Source text ::

═══

More can be done for the visually impaired

Nabila Hussain


In this age of digital communications, Braille is more relevant than ever as it is vital to the lives of tens of millions of blind, deafblind and visually-impaired people worldwide. Available in virtually every language, Braille provides endless possibilities for education, achievement and independence through literacy.


Braille is one of the first forms of assistive technology, developed in 1829 by 15-year-old Louis Braille, a tactile representation of alphabetical and numerical symbols using raised dots to represent each letter and number. It can also depict musical, mathematical and scientific symbols.

Braille is used by blind and partially-sighted people to read the same books and print materials as those published in a visual font. Braille allows people with low vision or visual impairments to have access to education, employment, information and cultural life.

However, many establishments — restaurants, banks, hospitals and income tax offices — are not equipped with Braille menus, signs, financial statements or receipts. So people with blindness or vision impairment often do not have the freedom to choose their own meal or to keep their finances private.


There are one billion people with visible disabilities worldwide. Globally, 39 million people are blind and 253 million have some form of vision impairment. In Malaysia, approximately 1.2 per cent of the population experience blindness.

═══

[Natural-language object grounding data]

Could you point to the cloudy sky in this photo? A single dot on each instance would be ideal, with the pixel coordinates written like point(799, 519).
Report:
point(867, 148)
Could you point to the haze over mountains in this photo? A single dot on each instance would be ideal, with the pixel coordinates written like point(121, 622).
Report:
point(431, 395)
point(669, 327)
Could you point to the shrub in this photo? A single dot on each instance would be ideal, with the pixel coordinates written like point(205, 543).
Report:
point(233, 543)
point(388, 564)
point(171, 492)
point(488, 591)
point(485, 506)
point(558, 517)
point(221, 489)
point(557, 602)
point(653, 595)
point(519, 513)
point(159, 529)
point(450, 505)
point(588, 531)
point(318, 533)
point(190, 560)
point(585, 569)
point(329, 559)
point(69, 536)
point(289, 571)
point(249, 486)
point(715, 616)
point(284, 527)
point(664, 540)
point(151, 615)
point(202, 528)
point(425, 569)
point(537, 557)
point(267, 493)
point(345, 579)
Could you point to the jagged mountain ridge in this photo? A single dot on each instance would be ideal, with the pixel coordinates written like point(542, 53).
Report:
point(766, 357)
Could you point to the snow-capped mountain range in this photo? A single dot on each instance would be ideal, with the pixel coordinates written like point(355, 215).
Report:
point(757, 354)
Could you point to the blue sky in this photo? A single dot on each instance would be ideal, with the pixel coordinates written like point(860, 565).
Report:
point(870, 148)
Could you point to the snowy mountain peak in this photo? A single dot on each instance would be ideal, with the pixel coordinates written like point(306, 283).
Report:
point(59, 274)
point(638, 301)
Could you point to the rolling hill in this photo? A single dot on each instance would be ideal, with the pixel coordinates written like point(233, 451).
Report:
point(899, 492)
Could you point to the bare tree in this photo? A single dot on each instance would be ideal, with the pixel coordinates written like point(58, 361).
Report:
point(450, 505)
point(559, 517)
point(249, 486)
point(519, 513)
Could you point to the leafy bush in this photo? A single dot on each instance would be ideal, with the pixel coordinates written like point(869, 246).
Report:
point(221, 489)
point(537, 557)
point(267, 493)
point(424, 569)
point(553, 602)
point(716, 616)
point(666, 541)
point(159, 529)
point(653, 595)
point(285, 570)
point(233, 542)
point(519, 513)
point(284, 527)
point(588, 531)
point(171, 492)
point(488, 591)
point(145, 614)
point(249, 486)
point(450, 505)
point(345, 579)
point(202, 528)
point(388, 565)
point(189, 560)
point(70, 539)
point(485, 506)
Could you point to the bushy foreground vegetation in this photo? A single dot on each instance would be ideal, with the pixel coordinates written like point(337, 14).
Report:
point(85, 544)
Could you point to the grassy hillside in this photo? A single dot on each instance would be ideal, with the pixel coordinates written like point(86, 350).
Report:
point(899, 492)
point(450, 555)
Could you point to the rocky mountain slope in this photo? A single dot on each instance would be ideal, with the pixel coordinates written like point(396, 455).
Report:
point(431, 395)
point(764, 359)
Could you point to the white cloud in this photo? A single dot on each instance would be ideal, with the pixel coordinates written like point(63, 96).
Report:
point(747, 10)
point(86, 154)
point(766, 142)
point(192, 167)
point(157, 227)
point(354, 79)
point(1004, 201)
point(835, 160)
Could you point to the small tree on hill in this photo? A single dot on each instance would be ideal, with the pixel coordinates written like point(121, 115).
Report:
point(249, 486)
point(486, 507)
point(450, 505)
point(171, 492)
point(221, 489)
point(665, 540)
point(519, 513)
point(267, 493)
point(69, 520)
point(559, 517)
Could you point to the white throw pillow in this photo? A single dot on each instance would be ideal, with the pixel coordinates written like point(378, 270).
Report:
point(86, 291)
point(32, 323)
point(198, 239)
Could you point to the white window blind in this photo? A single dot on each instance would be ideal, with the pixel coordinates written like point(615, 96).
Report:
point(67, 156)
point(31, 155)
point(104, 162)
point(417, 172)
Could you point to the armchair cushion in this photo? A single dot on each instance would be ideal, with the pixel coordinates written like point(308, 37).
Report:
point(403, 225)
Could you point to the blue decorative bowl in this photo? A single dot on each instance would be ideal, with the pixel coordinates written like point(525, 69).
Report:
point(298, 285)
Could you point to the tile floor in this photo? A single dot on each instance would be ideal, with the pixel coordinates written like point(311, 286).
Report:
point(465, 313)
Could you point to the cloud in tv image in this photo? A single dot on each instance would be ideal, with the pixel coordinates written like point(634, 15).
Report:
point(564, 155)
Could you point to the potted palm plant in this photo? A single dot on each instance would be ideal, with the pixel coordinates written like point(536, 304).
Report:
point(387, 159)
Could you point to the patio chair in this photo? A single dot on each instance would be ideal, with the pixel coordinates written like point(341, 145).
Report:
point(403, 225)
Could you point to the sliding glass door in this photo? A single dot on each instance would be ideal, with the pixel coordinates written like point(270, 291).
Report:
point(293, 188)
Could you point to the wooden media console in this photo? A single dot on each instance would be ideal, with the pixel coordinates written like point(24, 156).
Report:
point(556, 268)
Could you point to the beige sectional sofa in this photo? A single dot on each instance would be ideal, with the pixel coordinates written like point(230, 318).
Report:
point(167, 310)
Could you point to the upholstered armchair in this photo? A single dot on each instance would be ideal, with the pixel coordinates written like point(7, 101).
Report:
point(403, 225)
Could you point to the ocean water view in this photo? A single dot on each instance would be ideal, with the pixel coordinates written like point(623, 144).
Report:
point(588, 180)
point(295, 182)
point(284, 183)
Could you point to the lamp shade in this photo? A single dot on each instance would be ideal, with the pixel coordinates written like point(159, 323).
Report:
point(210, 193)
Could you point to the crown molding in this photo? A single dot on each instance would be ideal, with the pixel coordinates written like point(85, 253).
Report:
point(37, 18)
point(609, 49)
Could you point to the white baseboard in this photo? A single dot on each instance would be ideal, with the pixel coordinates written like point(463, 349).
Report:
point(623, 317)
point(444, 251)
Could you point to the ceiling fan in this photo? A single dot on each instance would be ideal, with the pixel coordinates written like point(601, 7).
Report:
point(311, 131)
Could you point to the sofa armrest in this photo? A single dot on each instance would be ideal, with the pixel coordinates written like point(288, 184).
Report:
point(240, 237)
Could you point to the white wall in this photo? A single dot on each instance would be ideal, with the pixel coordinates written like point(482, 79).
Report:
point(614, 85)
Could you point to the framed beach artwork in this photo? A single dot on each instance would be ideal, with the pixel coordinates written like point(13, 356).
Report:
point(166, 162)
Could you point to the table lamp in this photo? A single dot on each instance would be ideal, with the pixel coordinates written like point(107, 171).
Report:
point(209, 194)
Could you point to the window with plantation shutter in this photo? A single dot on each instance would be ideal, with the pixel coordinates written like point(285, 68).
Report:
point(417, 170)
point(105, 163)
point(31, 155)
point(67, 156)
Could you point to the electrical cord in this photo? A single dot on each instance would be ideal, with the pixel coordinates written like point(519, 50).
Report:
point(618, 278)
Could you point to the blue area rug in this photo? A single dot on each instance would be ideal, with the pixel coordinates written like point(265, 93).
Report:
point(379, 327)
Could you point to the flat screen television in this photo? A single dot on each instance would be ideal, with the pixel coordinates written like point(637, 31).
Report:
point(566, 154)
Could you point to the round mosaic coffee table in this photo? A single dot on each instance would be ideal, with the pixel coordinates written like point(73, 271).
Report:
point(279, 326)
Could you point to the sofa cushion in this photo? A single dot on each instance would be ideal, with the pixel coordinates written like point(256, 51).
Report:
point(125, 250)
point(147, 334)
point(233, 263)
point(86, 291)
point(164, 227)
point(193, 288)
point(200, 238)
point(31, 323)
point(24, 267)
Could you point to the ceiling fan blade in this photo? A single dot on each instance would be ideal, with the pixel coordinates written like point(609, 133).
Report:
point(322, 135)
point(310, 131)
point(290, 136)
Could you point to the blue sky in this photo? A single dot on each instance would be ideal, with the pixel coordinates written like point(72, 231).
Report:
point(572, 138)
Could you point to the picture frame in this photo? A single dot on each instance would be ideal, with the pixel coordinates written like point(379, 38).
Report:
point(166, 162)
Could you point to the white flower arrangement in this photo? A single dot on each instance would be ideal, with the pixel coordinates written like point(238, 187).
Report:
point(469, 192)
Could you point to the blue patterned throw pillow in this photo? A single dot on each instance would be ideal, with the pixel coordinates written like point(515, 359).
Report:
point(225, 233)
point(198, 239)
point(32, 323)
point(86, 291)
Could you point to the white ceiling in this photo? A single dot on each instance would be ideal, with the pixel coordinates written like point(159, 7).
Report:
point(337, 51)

═══

Check your understanding ::
1. List the kinds of establishments that the text on Braille and the visually impaired names as lacking Braille menus, signs, financial statements or receipts.
2. Pick up the text on Braille and the visually impaired after its final sentence and continue it.

Results for the exercise ::
1. Restaurants, banks, hospitals and income tax offices.

2.
Life during the pandemic has highlighted issues of independence and isolation, especially for people who rely on the use of touch to communicate their needs and access information. People with disabilities could face a higher risk of infection due to a lack of access to guidelines and precautions.


Up to 95 per cent of blind children do not attend school. This is primarily due to the lack of skilled teachers and limited access to Braille materials or equipment. For adults, Braille skills dramatically increase opportunities for entrepreneurship and employment, but employers

are often unaware of the need for basics such as Braille paper or keyboards.

Imagine a blind child trying to navigate online lessons, a newly-hired blind employee familiarising herself with online materials, or a blind business owner applying for government assistance during the pandemic.


While there continues to be stigma and lack of awareness, we must realise that technology has changed the way we live, work and play, especially for people with disabilities.

People with vision impairments can do just as much as people with sight, and often surpass their achievements. There are now blind engineers, blind chefs and even blind footballers. In fact, Malaysia's National Blind Football Team ranks top five in Asia and top 20 globally.


Covid-19 has emphasised the need to intensify all activities related to digital accessibility and assistive technology to ensure social and economic inclusion of people of all abilities.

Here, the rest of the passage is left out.